[[ Given data open ]]
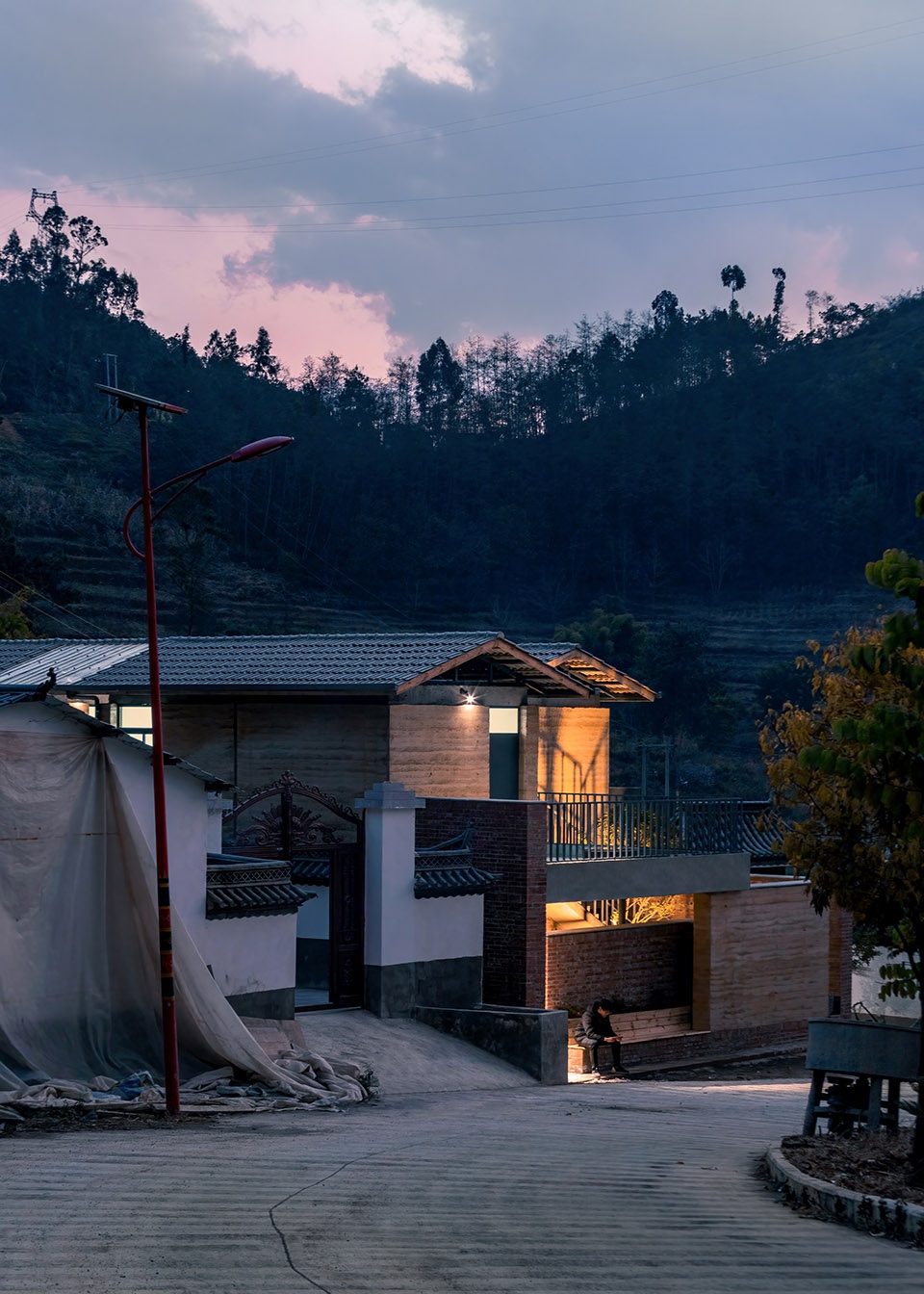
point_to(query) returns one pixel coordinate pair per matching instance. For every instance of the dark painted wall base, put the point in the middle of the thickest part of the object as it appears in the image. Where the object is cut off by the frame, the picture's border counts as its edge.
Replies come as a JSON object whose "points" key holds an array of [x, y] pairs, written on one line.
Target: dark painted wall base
{"points": [[530, 1039], [268, 1004], [312, 963], [397, 990]]}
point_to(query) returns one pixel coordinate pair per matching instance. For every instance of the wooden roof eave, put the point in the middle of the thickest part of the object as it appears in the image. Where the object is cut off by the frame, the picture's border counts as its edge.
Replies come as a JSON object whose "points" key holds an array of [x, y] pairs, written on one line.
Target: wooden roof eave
{"points": [[503, 649], [609, 677]]}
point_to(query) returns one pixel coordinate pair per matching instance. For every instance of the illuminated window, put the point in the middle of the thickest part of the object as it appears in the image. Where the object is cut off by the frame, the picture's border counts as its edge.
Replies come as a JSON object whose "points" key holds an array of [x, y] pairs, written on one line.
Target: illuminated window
{"points": [[503, 741], [136, 719], [506, 719]]}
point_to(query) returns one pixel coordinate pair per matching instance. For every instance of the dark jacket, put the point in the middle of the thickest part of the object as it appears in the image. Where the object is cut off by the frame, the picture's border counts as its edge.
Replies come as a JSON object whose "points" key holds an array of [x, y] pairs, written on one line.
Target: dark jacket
{"points": [[593, 1027]]}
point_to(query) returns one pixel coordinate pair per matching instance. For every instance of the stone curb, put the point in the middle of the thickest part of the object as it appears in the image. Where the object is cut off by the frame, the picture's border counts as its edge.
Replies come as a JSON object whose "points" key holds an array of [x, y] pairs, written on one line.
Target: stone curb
[[ Given data closed ]]
Instructions to follow: Print, exactly as they appear above, the lines running from the one with "Target: dark painted wall base" through the final line.

Output of the task:
Target: dark painted wall base
{"points": [[530, 1039], [268, 1004], [312, 963], [397, 990]]}
point_to(query) returns one pixel coordinate pair per matching instance. For every instance of the wooden roof eave, put the point in the middle of the thickest part of the object as it appears in the image. Where the object is cut off by the frame, the picture's border counts as its edge.
Replies come as a JSON object whose "points" key holds an array of [x, y] pairs, written on one line.
Target: wooden roof eave
{"points": [[503, 649], [609, 677]]}
point_to(query) returns one pixel coordinate pair per matching instance. For every instance of the illuminated window, put the point in the middle of the thickest part of the object as it appears in the image. Where the object is cut off by the frame, the picture's border counts as its edge.
Replies come as a JSON object whose "points" key holds an array of [x, y] pairs, written on one line.
Target: illuminated window
{"points": [[503, 741], [136, 719], [506, 719]]}
point_to(query) returns one pixel coordinate pair per matching instance. For every instance of the dark jacket, put the point in the middle of the thickest part of the object as it appears in the image. Where the object is cut off by the frame, the picture's border counts as its edge.
Replies come as a JSON object whose "points" key holds an array of [x, y] pairs, written on one line.
Target: dark jacket
{"points": [[593, 1027]]}
point_to(query) returns one pixel coordinate pair per matching instance. For every instance of the stone curb, put the point in the middle of the thickest part of the object as it appears in the image. Where the object is cut off by the frame, the picture's border counts as its edge.
Replies come as a JSON object whose "points" key holds an array of [x, y] pairs, written on one line.
Target: stone curb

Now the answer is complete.